Enunciado A: Enumera todas las líneas de las entradas que contengan la palabra "foliage" y cópialas completas.

==== Fragmento seleccionado ====

También sabía que el tipo de la esquina
era considerado un desgraciado que luego de llegar intoxicado a hora tarde de
la noche le entraba a golpes despiadados a su mujer, a ella que durante todo el
día había cuidado de la casa y de los niños, y se había visto compelida a
mentir a los acreedores de su marido. La “violencia de género” no era un
término usado entonces, pero su efecto psicológico era el mismo.
Algo que no se podía comentar donde los
viejos lo oyeran, aunque todo el mundo lo sabía, era que el maestro que vivía
en la soledad de la casa de alquiler de doña Virgen era un homosexual, algo no
tolerado en aquellos años. El hombre venía en chancleta a disfrutar el frescor
de la noche haciendo ademanes que los demás pretendían ignorar. Se trataba de
estereotipo generalizado.
Lo que no se quiere que se sepa es mejor
que no se diga, pero está demostrado que
la gente no puede ser discreta con lo que tiene carácter de curiosidad o
contiene algo que interesa por razones humanas o sociales. La memoria larga es
la que más perdura, y es ella la que nos permite establecer relaciones entre
los elementos que determinan nuestro mundo personal. Por esta razón cambiamos
con el tiempo la manera cómo nos tratamos con las personas. Los niños recuerdan
mejor que nadie el comportamiento de los adultos.
No hace mucho tiempo que la gente solía
ser muy cruel con los niños, estos sufrían en carne viva las consecuencias de
los conflictos familiares y de los encuentros de intereses de los mayores. Esto
era más impactante en el aspecto emocional porque a los niños se les obligaba a
callar y no se protegía su integridad ni su inocencia. Las peores crueldades no
eran los llamados castigos impuestos como disciplina o como amedrentamiento al
mal comportamiento, sino que más que eso eran las huellas dejadas en el alma
producto de la ignorancia de esos tiempos.

====

Enunciado B: Vuelve a escribir el fragmento seleccionado desde "Algo que no" hasta "de los adultos.", cambiando "maestro" por "profesor".

==== Entradas proporcionadas ====

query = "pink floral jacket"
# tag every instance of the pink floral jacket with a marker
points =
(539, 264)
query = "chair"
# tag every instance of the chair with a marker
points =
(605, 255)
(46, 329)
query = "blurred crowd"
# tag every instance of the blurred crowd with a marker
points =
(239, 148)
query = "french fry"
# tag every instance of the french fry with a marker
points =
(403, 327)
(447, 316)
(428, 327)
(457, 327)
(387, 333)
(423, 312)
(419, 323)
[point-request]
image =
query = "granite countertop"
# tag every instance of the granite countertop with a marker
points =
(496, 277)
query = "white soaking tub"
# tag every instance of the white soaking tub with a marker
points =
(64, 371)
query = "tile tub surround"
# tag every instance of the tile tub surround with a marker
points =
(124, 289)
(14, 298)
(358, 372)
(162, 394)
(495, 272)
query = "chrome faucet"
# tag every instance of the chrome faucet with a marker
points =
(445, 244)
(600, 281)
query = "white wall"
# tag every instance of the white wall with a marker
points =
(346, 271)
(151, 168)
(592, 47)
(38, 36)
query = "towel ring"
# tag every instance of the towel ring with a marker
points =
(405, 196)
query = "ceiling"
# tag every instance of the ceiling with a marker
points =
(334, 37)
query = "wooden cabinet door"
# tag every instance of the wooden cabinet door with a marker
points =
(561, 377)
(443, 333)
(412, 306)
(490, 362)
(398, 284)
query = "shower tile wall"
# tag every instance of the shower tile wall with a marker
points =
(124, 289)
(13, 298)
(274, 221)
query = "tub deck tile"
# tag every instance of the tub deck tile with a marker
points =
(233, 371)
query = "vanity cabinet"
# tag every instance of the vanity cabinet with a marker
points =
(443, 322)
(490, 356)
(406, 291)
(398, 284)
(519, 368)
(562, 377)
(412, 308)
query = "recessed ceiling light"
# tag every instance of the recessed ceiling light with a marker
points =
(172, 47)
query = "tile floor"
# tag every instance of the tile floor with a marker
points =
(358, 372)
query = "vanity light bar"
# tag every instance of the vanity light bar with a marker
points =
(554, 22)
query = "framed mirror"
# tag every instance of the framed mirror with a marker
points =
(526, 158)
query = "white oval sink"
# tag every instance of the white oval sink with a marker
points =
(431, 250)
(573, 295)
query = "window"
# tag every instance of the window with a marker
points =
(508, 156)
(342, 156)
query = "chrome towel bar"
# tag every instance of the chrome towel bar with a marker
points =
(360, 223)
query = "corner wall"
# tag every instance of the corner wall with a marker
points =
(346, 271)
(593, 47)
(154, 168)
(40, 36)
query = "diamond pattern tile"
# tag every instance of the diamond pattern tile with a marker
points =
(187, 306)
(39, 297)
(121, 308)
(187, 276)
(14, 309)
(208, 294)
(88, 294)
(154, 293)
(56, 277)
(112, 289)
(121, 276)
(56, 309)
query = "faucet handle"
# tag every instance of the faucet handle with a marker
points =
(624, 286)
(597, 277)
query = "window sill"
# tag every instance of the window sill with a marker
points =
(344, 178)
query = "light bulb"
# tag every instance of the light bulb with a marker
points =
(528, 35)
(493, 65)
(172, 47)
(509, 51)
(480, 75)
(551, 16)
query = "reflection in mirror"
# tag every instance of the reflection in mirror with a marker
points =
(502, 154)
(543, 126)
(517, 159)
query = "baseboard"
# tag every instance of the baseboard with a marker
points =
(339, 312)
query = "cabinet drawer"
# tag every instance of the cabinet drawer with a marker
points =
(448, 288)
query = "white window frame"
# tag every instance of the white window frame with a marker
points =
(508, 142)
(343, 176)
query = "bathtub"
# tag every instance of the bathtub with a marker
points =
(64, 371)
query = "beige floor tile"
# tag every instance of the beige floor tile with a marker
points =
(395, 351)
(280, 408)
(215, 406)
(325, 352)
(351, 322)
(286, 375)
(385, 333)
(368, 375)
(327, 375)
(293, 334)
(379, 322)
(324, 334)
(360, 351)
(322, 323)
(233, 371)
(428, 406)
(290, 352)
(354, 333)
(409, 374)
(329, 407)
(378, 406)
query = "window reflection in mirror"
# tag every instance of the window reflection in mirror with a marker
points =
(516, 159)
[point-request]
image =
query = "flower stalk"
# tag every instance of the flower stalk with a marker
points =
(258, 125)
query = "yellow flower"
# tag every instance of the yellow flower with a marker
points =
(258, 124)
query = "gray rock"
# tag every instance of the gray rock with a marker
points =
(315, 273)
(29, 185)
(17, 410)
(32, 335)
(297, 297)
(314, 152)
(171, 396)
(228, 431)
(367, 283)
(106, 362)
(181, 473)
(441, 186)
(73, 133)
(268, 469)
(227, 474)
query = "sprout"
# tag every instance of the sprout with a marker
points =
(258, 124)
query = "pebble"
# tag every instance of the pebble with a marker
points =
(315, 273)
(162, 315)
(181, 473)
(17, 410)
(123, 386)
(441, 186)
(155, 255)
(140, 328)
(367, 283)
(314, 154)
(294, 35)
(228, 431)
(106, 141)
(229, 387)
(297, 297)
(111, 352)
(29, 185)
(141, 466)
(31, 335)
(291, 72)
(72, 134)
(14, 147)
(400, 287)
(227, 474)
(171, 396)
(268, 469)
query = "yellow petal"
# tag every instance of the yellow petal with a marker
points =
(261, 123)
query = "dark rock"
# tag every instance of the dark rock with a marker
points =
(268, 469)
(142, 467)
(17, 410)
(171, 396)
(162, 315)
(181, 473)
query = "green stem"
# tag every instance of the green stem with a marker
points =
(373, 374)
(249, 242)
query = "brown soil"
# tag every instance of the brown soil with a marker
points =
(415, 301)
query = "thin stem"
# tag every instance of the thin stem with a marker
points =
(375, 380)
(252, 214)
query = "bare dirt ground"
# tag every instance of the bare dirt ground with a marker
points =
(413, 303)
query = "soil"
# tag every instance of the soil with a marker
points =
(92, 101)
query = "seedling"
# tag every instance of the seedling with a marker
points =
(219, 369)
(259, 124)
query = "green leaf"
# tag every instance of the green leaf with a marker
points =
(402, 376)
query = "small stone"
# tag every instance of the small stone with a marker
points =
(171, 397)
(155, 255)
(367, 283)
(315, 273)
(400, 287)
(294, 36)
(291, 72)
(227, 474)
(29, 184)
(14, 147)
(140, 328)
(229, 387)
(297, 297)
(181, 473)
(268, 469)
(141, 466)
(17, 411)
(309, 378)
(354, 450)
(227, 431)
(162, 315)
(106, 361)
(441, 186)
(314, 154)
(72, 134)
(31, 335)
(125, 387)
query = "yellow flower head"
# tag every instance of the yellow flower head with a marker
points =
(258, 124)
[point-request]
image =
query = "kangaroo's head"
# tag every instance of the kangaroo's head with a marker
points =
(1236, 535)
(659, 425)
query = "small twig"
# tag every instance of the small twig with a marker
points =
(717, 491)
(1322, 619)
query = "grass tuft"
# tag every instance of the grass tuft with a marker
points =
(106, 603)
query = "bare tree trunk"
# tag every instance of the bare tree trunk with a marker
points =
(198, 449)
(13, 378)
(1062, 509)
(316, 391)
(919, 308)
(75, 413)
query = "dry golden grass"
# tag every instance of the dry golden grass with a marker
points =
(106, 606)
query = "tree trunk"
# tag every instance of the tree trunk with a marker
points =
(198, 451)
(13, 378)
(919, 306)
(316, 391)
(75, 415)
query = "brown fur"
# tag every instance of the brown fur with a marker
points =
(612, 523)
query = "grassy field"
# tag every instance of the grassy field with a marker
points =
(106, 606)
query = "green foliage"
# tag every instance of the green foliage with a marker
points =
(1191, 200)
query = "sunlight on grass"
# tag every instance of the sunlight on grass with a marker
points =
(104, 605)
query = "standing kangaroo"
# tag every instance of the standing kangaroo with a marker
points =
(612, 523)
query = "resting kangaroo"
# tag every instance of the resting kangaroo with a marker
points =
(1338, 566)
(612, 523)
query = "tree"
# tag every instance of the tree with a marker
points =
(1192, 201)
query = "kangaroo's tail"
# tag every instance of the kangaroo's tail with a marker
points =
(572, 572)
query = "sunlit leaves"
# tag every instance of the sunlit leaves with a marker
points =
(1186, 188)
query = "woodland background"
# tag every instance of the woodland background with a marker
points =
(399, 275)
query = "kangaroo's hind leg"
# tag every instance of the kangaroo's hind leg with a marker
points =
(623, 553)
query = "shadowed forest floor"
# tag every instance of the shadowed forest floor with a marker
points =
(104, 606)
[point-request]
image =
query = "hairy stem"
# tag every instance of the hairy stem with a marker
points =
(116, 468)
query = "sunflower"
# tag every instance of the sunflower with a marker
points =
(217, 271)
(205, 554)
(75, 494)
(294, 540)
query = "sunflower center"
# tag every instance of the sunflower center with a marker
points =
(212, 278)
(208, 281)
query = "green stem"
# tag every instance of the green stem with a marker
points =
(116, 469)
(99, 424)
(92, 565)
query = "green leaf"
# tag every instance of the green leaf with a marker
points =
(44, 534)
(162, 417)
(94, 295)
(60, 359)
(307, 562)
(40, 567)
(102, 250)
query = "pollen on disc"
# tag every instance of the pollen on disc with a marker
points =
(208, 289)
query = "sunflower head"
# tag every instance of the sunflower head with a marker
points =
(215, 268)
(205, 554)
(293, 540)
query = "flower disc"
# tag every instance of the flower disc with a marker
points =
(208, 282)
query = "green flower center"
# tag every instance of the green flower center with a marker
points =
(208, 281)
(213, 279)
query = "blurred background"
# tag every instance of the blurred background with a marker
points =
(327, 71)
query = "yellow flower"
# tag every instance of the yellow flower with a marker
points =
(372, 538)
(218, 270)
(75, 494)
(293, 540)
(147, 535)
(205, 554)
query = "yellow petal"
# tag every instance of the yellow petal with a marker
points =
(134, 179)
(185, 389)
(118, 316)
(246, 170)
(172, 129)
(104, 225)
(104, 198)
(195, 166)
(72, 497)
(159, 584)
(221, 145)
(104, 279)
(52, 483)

====

Respuesta A:
query = "green foliage"
# tag every instance of the green foliage with a marker

Respuesta B:
Algo que no se podía comentar donde los
viejos lo oyeran, aunque todo el mundo lo sabía, era que el profesor que vivía
en la soledad de la casa de alquiler de doña Virgen era un homosexual, algo no
tolerado en aquellos años. El hombre venía en chancleta a disfrutar el frescor
de la noche haciendo ademanes que los demás pretendían ignorar. Se trataba de
estereotipo generalizado.
Lo que no se quiere que se sepa es mejor
que no se diga, pero está demostrado que
la gente no puede ser discreta con lo que tiene carácter de curiosidad o
contiene algo que interesa por razones humanas o sociales. La memoria larga es
la que más perdura, y es ella la que nos permite establecer relaciones entre
los elementos que determinan nuestro mundo personal. Por esta razón cambiamos
con el tiempo la manera cómo nos tratamos con las personas. Los niños recuerdan
mejor que nadie el comportamiento de los adultos.